**Work to do:** Below is a block of records; repeat all of them exactly.

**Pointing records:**
begin
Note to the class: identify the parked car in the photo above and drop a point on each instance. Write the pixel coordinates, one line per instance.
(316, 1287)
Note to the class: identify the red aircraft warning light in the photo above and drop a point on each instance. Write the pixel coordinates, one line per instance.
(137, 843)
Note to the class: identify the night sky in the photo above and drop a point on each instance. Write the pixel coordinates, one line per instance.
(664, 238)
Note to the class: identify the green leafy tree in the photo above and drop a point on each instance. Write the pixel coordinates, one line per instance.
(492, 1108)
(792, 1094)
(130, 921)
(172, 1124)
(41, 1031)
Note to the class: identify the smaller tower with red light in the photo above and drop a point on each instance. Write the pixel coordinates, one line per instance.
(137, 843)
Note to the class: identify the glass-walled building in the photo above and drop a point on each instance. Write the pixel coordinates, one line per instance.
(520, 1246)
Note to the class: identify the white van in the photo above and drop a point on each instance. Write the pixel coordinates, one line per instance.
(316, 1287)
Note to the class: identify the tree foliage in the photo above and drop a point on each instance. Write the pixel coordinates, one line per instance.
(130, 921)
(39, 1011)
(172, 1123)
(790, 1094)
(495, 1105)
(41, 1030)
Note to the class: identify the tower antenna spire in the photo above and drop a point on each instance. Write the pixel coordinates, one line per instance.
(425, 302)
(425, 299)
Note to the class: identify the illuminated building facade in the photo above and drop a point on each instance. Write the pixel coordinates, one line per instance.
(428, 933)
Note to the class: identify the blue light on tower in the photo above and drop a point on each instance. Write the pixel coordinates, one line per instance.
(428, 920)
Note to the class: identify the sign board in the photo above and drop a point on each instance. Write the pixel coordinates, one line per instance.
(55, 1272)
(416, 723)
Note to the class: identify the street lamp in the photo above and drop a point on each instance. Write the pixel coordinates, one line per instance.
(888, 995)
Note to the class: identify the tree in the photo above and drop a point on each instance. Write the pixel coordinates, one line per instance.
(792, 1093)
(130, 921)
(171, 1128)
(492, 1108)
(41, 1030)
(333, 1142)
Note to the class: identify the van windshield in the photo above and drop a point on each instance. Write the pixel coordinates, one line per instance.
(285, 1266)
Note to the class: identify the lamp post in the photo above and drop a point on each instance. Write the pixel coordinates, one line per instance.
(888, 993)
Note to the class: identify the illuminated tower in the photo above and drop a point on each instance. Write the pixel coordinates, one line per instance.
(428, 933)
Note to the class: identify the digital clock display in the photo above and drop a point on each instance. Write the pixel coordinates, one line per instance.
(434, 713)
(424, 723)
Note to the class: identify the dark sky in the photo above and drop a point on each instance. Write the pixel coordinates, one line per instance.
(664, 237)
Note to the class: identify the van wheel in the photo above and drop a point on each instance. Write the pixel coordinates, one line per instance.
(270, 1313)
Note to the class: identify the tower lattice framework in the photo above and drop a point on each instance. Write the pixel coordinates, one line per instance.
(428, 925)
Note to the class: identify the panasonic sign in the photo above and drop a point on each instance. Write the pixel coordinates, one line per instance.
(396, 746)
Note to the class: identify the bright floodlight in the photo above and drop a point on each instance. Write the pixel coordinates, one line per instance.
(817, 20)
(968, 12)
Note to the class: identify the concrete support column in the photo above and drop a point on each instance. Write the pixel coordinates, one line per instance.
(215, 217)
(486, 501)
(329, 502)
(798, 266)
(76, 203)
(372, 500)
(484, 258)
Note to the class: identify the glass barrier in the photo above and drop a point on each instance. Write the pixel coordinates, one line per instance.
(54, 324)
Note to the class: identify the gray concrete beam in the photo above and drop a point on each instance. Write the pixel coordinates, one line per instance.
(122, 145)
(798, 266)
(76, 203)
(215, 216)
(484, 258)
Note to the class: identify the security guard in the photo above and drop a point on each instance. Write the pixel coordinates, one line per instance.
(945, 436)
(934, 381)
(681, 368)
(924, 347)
end
**The solution:**
Note to the class: identify the parked car in the photo above and drop a point on each instance. Write the pixel coordinates, one line per instance.
(316, 1287)
Note to the class: identify the red aircraft warning light in the photo above and drop a point on each instance. Write the pixel coordinates, one line per instance.
(137, 843)
Note to the class: identify the night sky in the photo above and drop a point on each instance. Write the pixel coordinates, one line per instance.
(664, 238)
Note to the class: identify the green leafy tree in the photo above and drop a point on each instance. Write the pixel coordinates, one line per instance.
(492, 1108)
(792, 1094)
(130, 921)
(172, 1124)
(41, 1031)
Note to the class: identify the smaller tower with red light in the photo above and drop a point on each instance. Write the pixel coordinates, one line per instance.
(137, 843)
Note to the class: identify the glass-walled building in the photo above and drop a point on each instance. Write the pixel coordinates, one line per instance.
(520, 1246)
Note to the class: identify the white van in the photo above and drop a point on each instance. Write the pixel coordinates, one line per instance.
(316, 1287)
Note to the class: identify the tree foliage in the photo above and drop a point on each instance. Write the pixel coordinates, one line per instance.
(130, 921)
(39, 1011)
(172, 1123)
(790, 1094)
(495, 1105)
(41, 1030)
Note to the class: identify the tower antenna spire in the photo above and drop a point on each instance. Write the pixel coordinates, one line per instance.
(425, 302)
(425, 299)
Note to the class: identify the illuminated building facade in the photo above and drop a point on each instance. Write the pixel coordinates, one line per instance.
(428, 933)
Note to the class: identify the blue light on tower in the photo above and drop a point on each instance. Write the pixel coordinates, one line per instance.
(428, 920)
Note to the class: identify the sign board in the photo above and drop a point on each instance. Write the pixel coordinates, one line per instance.
(55, 1272)
(416, 723)
Note to the class: identify the street lamp in the photo above and drop a point on each instance. Write the pixel coordinates, one line per instance.
(888, 995)
Note to the class: identify the tree in the photo above and drop a point on each instance. Write the pixel coordinates, one line per instance.
(792, 1093)
(130, 921)
(171, 1128)
(492, 1108)
(41, 1030)
(333, 1142)
Note to the class: identify the van windshield in the photo above and drop a point on each instance. Write the pixel coordinates, one line per instance.
(285, 1266)
Note to the class: identify the lamp post in the photo above and drop a point on each instance. Write the pixel coordinates, one line per instance.
(888, 993)
Note to the class: identify the illuminated tower in the photo above and drop a point on each instance. Write the pixel coordinates, one line per instance.
(428, 933)
Note to the class: identify the digital clock display in the photo above and drop a point on each instance. Write the pixel coordinates, one line per instance.
(434, 713)
(424, 723)
Note to the class: identify the dark sky in the photo above and drop a point on each instance. Write the pixel coordinates, one line per instance.
(664, 237)
Note to the class: identify the van wheel in the photo above and drop a point on each instance. Write the pixel coordinates, one line per instance.
(270, 1313)
Note to the class: identify the tower lattice framework in the photo above and drop a point on each instance. Write the pixel coordinates, one line per instance.
(428, 925)
Note to the class: identify the panasonic sign in the photo above and drop a point on each instance. Write the pixel coordinates, one line per instance.
(396, 746)
Note to the class: identify the bright floodlight in the photo above and drop a point on each instance. Write the pixel coordinates, one line per instance.
(817, 20)
(968, 12)
Note to the class: identify the concrete support column in the photo above and drop a point on each instance. Write the pixel coordinates, one line per instance.
(215, 217)
(486, 501)
(329, 502)
(798, 266)
(76, 203)
(372, 500)
(484, 258)
Note to the class: identify the glass barrier in the photo above and drop a point on each instance. Write the pixel coordinates, one line per instance.
(54, 324)
Note to the class: identify the gray concrete beam in the photo above and drop a point on each instance. Write the pixel coordinates, one line per instance.
(122, 145)
(798, 266)
(76, 203)
(215, 216)
(484, 258)
Note to the class: identify the security guard in the photo above and drop a point on each instance. Write the pixel coordinates, one line per instance.
(945, 436)
(934, 381)
(681, 368)
(924, 347)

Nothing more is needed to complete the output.